##### INPUT #####

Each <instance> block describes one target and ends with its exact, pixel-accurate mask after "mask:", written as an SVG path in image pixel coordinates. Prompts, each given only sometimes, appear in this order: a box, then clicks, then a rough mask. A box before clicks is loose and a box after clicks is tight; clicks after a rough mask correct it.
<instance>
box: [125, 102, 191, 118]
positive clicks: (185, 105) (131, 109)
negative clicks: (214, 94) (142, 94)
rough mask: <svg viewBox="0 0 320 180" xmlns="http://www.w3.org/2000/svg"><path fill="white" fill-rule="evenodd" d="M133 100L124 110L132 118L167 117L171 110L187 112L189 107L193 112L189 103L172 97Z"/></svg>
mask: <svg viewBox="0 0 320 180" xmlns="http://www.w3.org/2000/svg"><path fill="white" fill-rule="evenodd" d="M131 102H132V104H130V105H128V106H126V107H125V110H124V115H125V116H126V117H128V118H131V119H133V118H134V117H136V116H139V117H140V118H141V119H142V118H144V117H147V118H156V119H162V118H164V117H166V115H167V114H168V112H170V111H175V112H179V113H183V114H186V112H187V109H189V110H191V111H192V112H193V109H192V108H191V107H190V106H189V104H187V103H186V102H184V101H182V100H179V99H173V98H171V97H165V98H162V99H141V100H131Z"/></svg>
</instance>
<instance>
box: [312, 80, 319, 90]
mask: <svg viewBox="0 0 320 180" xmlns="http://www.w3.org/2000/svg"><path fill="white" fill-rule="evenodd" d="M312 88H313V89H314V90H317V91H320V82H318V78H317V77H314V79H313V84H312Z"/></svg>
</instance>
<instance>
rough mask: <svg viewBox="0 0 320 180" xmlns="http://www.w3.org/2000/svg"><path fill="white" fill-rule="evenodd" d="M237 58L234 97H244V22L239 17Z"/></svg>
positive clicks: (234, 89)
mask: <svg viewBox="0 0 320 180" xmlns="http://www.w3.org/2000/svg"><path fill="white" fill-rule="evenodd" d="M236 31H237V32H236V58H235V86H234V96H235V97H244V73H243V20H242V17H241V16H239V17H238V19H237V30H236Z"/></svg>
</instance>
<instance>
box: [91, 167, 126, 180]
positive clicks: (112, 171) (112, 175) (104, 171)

#####

- PROMPT
The entries above must be transcribed word for word.

- SOLUTION
Each <instance> block describes one target and ends with its exact, pixel-accurate mask after "mask:", written as an SVG path in image pixel coordinates. Prompts, each given only sometimes, appear in this order: a box, then clicks, then a rough mask. A box before clicks is loose and a box after clicks is tight; clicks after a rough mask correct it.
<instance>
box: [125, 102, 191, 118]
positive clicks: (185, 105) (131, 109)
negative clicks: (214, 94) (142, 94)
rough mask: <svg viewBox="0 0 320 180" xmlns="http://www.w3.org/2000/svg"><path fill="white" fill-rule="evenodd" d="M133 100L124 110L132 118L167 117L171 110L187 112L189 107L193 112L189 103L172 97Z"/></svg>
mask: <svg viewBox="0 0 320 180" xmlns="http://www.w3.org/2000/svg"><path fill="white" fill-rule="evenodd" d="M131 102H132V104H130V105H128V106H126V107H125V110H124V115H125V116H126V117H128V118H131V119H133V118H134V117H136V116H139V117H140V118H141V119H142V118H144V117H147V118H156V119H162V118H164V117H166V115H167V114H168V112H170V111H175V112H179V113H183V114H186V112H187V109H189V110H191V111H192V112H193V109H192V108H191V107H190V106H189V104H187V103H186V102H184V101H182V100H179V99H173V98H171V97H165V98H162V99H141V100H131Z"/></svg>
</instance>
<instance>
box: [312, 80, 319, 90]
mask: <svg viewBox="0 0 320 180" xmlns="http://www.w3.org/2000/svg"><path fill="white" fill-rule="evenodd" d="M312 88H313V89H314V90H317V91H320V82H318V78H317V77H314V79H313V84H312Z"/></svg>
</instance>
<instance>
rough mask: <svg viewBox="0 0 320 180" xmlns="http://www.w3.org/2000/svg"><path fill="white" fill-rule="evenodd" d="M237 58L234 97H244V22L239 17Z"/></svg>
positive clicks: (234, 89)
mask: <svg viewBox="0 0 320 180" xmlns="http://www.w3.org/2000/svg"><path fill="white" fill-rule="evenodd" d="M236 31H237V32H236V58H235V86H234V96H235V97H244V73H243V20H242V17H241V16H239V17H238V19H237V30H236Z"/></svg>
</instance>
<instance>
box: [91, 167, 126, 180]
positive clicks: (112, 171) (112, 175) (104, 171)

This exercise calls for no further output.